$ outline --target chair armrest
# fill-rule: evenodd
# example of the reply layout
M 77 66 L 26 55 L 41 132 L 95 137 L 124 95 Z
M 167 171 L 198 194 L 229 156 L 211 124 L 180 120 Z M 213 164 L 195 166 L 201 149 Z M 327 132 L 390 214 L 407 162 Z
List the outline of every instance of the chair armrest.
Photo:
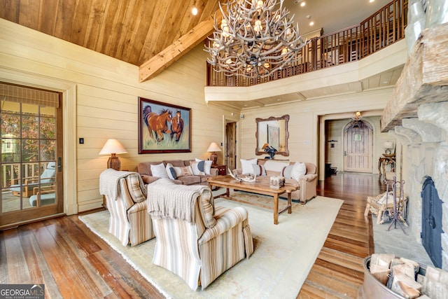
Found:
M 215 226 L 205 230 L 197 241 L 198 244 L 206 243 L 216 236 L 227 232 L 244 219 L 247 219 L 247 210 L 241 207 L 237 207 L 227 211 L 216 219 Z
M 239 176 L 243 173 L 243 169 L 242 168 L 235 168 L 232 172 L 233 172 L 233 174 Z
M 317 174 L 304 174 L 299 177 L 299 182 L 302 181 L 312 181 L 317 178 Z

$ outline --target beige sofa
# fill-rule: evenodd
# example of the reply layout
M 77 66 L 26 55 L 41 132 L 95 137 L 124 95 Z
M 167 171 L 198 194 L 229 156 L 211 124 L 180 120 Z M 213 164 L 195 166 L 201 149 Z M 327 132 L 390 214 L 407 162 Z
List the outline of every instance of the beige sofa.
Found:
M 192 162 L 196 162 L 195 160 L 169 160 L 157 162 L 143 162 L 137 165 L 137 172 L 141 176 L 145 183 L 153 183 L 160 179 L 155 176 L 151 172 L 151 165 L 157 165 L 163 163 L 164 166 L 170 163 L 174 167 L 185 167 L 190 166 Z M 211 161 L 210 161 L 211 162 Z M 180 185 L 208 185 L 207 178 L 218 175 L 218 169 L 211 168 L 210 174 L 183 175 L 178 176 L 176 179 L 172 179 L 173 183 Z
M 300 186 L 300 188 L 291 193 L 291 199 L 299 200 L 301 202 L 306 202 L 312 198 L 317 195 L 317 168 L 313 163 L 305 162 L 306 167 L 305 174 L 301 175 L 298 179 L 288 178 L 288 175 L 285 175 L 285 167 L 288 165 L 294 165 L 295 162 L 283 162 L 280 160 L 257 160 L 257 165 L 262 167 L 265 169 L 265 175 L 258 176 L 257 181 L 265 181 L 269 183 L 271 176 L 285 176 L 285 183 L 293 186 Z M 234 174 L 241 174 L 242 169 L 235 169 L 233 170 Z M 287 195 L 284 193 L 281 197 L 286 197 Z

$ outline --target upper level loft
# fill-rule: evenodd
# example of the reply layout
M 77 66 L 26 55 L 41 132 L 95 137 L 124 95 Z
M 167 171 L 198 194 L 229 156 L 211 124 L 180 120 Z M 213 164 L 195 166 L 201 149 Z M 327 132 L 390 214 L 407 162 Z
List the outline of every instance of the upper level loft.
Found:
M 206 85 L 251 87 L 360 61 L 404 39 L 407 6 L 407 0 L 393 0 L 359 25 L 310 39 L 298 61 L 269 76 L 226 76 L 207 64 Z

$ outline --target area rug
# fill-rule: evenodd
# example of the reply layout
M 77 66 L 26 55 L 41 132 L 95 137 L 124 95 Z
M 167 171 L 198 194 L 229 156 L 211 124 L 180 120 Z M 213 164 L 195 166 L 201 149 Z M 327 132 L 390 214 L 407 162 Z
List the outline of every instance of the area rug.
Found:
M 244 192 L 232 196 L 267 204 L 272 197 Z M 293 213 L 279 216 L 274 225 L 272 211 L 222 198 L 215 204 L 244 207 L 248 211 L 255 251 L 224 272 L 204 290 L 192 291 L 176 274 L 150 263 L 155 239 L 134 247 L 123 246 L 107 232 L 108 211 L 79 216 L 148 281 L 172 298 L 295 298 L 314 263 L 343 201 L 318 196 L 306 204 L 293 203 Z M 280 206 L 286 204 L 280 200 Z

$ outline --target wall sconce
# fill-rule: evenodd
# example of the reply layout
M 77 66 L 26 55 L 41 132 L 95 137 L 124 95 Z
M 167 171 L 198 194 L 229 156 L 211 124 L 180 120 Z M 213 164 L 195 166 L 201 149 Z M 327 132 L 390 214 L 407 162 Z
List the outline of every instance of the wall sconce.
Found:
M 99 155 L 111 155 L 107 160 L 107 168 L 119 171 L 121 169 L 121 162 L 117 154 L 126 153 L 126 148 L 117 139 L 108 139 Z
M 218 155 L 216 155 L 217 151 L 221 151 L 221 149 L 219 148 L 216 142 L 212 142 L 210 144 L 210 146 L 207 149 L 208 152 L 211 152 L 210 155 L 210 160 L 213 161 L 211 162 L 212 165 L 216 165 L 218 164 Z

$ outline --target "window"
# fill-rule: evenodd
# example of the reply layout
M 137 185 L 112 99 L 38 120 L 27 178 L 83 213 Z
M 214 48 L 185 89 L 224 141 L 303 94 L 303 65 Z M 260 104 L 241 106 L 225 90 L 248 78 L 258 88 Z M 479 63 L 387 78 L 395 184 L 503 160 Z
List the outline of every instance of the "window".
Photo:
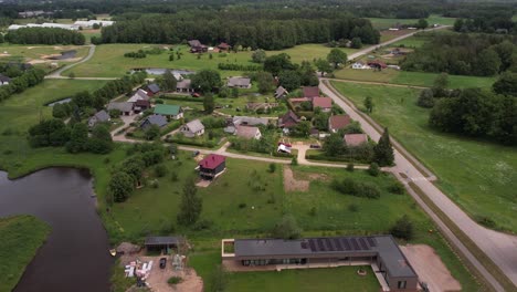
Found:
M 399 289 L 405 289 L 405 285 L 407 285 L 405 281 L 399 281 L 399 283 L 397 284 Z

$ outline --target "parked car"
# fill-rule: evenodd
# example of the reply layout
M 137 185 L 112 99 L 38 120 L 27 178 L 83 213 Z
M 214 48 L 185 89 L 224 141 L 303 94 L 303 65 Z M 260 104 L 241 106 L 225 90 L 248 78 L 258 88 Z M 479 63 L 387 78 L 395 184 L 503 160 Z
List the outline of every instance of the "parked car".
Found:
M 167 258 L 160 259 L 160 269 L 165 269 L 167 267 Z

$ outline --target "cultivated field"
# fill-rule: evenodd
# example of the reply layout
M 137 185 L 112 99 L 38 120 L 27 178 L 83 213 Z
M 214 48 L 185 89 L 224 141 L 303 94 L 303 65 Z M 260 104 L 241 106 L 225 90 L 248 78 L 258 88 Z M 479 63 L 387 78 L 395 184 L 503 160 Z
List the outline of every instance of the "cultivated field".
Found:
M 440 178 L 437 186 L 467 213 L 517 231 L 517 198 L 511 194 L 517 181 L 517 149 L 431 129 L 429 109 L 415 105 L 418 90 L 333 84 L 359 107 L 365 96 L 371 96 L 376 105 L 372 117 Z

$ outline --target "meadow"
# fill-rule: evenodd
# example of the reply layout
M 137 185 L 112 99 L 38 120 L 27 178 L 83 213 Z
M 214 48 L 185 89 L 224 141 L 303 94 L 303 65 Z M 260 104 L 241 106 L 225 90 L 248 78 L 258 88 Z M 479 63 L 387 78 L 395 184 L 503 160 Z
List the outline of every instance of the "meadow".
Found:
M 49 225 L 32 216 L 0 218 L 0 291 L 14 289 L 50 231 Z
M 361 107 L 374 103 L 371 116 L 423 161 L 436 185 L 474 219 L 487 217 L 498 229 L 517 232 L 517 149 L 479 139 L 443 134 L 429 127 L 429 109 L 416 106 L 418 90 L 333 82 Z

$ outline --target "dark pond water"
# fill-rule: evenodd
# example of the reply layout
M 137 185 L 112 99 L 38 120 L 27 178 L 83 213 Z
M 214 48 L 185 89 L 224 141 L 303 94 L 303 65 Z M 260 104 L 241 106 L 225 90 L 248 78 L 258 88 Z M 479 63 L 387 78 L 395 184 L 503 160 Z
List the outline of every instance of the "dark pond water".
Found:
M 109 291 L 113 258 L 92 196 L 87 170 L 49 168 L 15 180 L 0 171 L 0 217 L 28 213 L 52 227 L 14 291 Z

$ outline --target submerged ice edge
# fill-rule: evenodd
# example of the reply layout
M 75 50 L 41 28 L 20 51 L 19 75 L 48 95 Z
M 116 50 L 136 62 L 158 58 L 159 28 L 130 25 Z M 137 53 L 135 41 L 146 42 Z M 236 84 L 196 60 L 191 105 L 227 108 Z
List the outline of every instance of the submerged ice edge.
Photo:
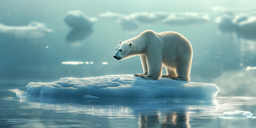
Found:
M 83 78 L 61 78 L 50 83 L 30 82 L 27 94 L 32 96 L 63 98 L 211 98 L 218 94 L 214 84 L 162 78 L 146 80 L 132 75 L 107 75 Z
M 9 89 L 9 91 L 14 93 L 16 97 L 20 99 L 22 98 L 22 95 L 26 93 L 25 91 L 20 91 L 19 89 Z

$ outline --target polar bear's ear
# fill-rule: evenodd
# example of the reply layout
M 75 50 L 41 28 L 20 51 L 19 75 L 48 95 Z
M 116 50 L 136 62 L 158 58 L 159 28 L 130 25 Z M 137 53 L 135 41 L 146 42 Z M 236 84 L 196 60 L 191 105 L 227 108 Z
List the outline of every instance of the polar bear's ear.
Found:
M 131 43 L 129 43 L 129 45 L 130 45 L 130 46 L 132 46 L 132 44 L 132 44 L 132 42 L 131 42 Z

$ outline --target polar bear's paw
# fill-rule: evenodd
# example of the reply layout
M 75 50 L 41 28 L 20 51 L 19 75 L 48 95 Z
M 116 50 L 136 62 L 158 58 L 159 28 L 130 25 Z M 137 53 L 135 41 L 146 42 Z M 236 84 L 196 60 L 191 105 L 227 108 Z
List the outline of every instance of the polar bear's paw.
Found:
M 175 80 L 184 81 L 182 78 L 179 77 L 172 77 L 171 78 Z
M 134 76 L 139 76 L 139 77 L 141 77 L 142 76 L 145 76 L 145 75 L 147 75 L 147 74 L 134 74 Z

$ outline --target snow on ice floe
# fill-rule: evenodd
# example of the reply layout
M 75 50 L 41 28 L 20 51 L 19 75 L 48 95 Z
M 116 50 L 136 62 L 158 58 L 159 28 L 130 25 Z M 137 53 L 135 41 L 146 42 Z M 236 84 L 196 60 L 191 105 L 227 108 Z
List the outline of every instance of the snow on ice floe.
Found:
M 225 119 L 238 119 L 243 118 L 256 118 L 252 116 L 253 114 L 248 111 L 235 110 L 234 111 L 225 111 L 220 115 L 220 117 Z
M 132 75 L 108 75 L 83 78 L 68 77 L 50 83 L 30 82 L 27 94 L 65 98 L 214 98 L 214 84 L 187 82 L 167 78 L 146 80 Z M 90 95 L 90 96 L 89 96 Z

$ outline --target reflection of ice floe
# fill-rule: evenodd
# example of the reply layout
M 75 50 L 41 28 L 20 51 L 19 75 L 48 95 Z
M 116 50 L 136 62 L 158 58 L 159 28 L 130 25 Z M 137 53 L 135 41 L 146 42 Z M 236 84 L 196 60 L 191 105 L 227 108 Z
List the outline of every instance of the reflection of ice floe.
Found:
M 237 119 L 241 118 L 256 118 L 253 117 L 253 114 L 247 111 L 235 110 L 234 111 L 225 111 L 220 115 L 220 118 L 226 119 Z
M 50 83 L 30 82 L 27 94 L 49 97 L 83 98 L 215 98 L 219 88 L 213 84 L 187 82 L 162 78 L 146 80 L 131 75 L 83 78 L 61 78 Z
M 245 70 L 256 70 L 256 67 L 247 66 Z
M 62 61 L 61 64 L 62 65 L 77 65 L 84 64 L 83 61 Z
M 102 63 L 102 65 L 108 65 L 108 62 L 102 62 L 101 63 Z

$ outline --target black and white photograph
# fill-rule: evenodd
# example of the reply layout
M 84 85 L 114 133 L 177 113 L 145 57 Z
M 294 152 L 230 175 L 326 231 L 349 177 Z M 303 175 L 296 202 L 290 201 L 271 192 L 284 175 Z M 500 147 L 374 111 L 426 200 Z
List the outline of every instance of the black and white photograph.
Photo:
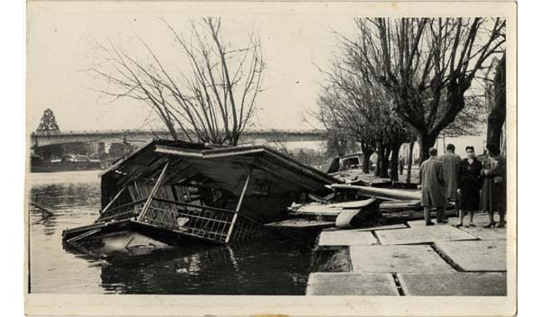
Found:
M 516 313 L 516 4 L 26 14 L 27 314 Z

....

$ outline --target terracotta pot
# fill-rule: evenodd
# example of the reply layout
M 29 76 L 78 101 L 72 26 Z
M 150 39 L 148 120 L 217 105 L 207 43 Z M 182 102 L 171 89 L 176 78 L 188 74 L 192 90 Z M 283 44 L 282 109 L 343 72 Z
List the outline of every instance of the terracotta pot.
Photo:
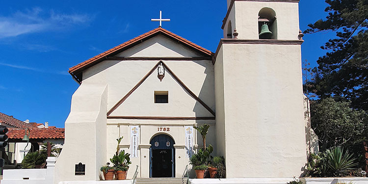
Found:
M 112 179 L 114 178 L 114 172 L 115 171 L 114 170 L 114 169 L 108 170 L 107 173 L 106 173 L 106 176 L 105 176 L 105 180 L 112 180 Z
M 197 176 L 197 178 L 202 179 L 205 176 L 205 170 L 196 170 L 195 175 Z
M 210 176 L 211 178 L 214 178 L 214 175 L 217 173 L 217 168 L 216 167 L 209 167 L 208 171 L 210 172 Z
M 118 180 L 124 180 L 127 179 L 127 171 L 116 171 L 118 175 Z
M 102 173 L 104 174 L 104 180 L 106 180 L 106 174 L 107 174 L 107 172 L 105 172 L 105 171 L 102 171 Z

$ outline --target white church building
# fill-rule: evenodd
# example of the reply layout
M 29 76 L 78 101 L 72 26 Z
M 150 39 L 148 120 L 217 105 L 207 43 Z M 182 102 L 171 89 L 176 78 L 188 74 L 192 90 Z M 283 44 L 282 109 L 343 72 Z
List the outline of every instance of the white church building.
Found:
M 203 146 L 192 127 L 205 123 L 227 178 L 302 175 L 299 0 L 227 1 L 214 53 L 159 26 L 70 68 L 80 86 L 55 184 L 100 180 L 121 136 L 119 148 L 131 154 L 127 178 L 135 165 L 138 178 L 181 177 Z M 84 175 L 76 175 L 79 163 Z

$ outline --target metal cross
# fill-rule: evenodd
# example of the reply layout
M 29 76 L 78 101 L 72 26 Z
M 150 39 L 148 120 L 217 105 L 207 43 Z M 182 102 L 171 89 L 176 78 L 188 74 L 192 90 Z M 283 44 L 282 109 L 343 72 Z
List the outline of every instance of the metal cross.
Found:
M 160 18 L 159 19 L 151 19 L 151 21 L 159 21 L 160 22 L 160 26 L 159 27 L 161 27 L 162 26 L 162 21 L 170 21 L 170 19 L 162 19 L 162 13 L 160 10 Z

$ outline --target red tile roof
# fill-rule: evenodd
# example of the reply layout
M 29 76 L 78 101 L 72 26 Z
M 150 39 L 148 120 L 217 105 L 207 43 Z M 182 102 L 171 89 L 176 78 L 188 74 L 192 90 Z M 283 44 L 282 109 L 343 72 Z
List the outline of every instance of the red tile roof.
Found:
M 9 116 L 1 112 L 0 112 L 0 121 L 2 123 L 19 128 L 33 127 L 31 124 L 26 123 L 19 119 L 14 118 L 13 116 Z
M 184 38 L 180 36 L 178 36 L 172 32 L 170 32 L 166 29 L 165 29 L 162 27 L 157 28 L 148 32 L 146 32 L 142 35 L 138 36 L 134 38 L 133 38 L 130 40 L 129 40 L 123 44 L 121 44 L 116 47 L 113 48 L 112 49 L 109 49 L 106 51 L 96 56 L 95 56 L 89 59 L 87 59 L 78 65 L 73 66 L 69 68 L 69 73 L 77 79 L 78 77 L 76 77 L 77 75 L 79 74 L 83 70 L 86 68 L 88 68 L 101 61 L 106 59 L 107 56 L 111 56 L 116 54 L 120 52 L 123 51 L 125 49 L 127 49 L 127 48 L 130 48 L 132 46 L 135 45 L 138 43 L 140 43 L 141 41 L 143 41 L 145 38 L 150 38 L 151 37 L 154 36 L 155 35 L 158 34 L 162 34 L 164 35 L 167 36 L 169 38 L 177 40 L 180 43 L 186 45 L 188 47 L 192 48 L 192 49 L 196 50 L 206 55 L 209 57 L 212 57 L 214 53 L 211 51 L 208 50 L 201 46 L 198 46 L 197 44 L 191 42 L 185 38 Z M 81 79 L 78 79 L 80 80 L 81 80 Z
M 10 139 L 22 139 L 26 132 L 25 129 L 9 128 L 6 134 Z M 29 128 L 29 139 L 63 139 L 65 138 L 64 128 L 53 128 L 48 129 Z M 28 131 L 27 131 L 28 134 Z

....

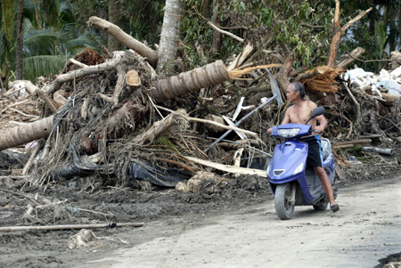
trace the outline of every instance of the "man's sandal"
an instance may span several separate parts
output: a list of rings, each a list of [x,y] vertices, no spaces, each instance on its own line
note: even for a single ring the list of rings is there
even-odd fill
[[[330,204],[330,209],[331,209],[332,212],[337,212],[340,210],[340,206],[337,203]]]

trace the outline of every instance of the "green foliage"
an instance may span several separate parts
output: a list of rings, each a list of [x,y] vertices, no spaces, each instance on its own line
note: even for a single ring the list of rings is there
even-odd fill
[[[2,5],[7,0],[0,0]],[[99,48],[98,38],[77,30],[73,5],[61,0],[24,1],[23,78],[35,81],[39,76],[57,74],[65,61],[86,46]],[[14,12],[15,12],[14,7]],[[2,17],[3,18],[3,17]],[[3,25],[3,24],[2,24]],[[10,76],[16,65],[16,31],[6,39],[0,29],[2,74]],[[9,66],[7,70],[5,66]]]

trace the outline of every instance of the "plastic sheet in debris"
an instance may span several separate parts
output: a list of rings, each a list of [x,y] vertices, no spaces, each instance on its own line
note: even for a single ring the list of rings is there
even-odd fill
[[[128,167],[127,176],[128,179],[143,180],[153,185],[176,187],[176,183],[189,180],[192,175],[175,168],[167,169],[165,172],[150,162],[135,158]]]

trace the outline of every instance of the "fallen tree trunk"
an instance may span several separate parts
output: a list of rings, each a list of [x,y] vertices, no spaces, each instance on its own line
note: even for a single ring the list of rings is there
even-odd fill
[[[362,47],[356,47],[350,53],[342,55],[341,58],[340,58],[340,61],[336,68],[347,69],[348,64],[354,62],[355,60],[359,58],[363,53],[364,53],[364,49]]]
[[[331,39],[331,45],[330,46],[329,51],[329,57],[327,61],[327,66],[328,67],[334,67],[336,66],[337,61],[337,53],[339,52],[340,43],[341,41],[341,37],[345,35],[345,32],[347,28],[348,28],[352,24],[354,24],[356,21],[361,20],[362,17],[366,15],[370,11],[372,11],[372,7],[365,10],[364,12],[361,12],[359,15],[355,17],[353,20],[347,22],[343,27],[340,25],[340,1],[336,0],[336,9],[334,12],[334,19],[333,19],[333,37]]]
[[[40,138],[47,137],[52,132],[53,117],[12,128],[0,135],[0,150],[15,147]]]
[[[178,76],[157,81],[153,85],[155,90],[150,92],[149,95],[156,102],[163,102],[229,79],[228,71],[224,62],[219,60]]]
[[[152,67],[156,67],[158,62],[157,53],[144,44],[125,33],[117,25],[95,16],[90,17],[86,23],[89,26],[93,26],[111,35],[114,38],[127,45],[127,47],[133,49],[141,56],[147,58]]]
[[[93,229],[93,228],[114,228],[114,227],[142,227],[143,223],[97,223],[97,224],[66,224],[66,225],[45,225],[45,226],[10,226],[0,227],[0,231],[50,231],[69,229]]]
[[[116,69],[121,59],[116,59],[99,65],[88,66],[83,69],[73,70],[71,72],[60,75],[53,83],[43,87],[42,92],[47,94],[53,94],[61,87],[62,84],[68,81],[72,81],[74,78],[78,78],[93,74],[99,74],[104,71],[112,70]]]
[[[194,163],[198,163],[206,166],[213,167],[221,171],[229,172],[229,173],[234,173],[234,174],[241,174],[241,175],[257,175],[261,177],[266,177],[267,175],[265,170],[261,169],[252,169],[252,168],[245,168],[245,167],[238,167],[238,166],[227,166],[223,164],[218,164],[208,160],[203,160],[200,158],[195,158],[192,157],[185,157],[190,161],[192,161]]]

....

• _Work to be completed_
Convert the lines of the records above, starting with the line containing "--target black and white photograph" and ending with the line containing "M 294 152 L", both included, into a JSON list of strings with one string per line and no blank lines.

• _Task answer_
[
  "$ outline --target black and white photograph",
  "# fill-rule: evenodd",
  "# example of the reply layout",
  "M 84 85 L 114 133 L 177 113 L 145 57 Z",
  "M 294 152 L 230 175 L 326 231 L 349 177 Z M 303 175 L 296 202 L 290 201 L 271 192 L 284 175 Z M 500 147 L 374 111 L 426 200 Z"
]